説明

エレベーターの振動抑制装置

【目的】本発明はエレベーター制御に関し、特に、エレベーター乗りかごの機械系振動の抑制方法を提供することにある。
【構成】エレベーターモデルをエレベーターの速度制御装置内に持ち、このモデルの出力などに基づいて決定される振動抑制信号によって電動機を制御するよう構成にした。
【効果】エレベーター乗りかごの振動成分を抽出し、この脈動信号を用いて振動抑制制御ができるので、縦ゆれの少ない良好な乗心地を実現することができる。

【発明の詳細な説明】
【0001】
【産業上の利用分野】本発明はエレベーターの制御装置に係り、特に、良好な乗心地を提供しうるエレベーター振動抑制制御装置に関する。
【0002】
【従来の技術】特公平3−30161号(特願昭59−110264号)には、操作量指令値に応じて制御対象を操作する操作機構と、制御対象の制御量を検出する検出器と、検出器の出力である制御量検出値と制御量指令値とを入力して操作量指令値を出力する制御演算部とを備えた制御装置において、制御演算部が、制御量検出値を任意の伝達関数Gx(s)を介して得られる値Aと、制御量検出値と制御量指令値とを入力とする制御増幅器の出力に操作量指令値から制御量検出量までの伝達関数GL(s)を模擬した伝達関数GLH(s)と伝達関数Gx(s)の積の伝達関数Gx(s)・GLH(s)に1を加えた伝達関数(Gx(s)・GLH(s)+1)を介して得られる値Bとの差(B−A)を操作量指令値として出力することにより、指令値応答を変化させることなく外乱応答を改善する提案がなされている。
【0003】また、特開昭52−43246 号,特開昭61−203081号,特開昭62−211277号などではエレベーター乗りかごの振動成分を直接検出し、これを速度制御装置に帰還し、乗りかごの振動を抑制しようとする提案がなされている。

--------------------------------

> _答えるべき問い_
**A)** エレベーターの振動抑制装置についての文章では、エレベーターモデルをどこに持たせる構成になっていますか。
**B)** エレベーターの振動抑制装置についての文章から、「エレベーターの振動抑制装置」と「心地を実現することができる。」の間を、両端の語句も含めて一字一句そのまま書き写してください。

> _提供情報_
--------------------------------

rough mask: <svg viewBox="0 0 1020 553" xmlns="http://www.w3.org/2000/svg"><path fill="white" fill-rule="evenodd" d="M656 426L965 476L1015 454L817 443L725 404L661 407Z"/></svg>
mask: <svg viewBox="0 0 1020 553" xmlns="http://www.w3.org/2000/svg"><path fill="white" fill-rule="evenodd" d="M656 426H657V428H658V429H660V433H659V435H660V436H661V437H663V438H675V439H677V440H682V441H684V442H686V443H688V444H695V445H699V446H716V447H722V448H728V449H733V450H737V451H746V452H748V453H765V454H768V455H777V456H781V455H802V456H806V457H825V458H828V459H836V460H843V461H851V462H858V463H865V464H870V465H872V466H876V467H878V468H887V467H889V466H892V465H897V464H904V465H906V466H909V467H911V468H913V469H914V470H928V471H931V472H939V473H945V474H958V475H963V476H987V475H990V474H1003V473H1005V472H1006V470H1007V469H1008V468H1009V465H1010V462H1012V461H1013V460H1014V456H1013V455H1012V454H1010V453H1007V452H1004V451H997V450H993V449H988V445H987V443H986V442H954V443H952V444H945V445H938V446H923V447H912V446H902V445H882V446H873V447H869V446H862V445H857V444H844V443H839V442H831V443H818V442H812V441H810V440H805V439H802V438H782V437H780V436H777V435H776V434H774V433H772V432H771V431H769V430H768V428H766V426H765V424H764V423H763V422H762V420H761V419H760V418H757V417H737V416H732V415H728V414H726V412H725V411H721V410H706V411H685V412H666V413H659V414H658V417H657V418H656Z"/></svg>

--------------------------------

> _回答_
**A)** エレベーターの速度制御装置内に持たせる構成です。

**B)**
エレベーターの振動抑制装置

【目的】本発明はエレベーター制御に関し、特に、エレベーター乗りかごの機械系振動の抑制方法を提供することにある。
【構成】エレベーターモデルをエレベーターの速度制御装置内に持ち、このモデルの出力などに基づいて決定される振動抑制信号によって電動機を制御するよう構成にした。
【効果】エレベーター乗りかごの振動成分を抽出し、この脈動信号を用いて振動抑制制御ができるので、縦ゆれの少ない良好な乗心地を実現することができる。